WHAT THE TASK ASKS
Scan the entries for lines with the word "sample" and copy those lines.
------ DATA TO EXAMINE
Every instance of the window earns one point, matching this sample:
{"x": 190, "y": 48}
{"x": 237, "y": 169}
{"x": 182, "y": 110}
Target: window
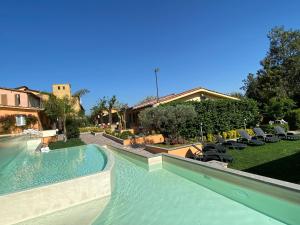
{"x": 17, "y": 99}
{"x": 20, "y": 120}
{"x": 3, "y": 99}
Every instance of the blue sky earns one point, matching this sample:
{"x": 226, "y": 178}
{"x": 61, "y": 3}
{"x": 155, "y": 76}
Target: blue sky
{"x": 111, "y": 47}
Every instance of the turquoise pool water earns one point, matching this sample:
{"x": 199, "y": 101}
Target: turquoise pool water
{"x": 160, "y": 198}
{"x": 22, "y": 168}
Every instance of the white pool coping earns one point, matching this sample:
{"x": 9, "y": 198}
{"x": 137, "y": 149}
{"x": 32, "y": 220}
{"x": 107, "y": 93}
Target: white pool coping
{"x": 275, "y": 198}
{"x": 28, "y": 204}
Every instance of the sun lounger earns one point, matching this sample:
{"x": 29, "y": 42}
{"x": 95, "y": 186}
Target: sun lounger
{"x": 260, "y": 134}
{"x": 212, "y": 152}
{"x": 280, "y": 132}
{"x": 230, "y": 144}
{"x": 247, "y": 139}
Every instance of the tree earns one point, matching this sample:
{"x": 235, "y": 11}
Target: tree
{"x": 99, "y": 109}
{"x": 121, "y": 112}
{"x": 278, "y": 108}
{"x": 167, "y": 119}
{"x": 110, "y": 105}
{"x": 280, "y": 73}
{"x": 147, "y": 99}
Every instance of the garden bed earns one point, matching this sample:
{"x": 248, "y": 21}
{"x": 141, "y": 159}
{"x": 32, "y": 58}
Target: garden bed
{"x": 183, "y": 150}
{"x": 150, "y": 139}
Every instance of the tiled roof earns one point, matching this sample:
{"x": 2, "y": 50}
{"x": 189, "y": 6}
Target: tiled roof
{"x": 174, "y": 96}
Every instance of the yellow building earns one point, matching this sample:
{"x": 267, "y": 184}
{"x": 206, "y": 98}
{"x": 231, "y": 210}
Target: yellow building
------------
WRITTEN ANSWER
Every instance of the window earns one point, matching this sample:
Every instance of the blue sky earns one point, matching this sample:
Every instance of the turquoise pool water earns one point, matching this sample:
Every instance of the white pool coping earns one point, matching this sample:
Every instance of the sun lounger earns one point, matching this sample:
Every instance of the tree earns one point, matching this sample:
Every instance of the garden bed earns one point, matching this sample:
Every instance of the tiled roof earns one point, matching this sample:
Every instance of the yellow building earns one point, matching this sample:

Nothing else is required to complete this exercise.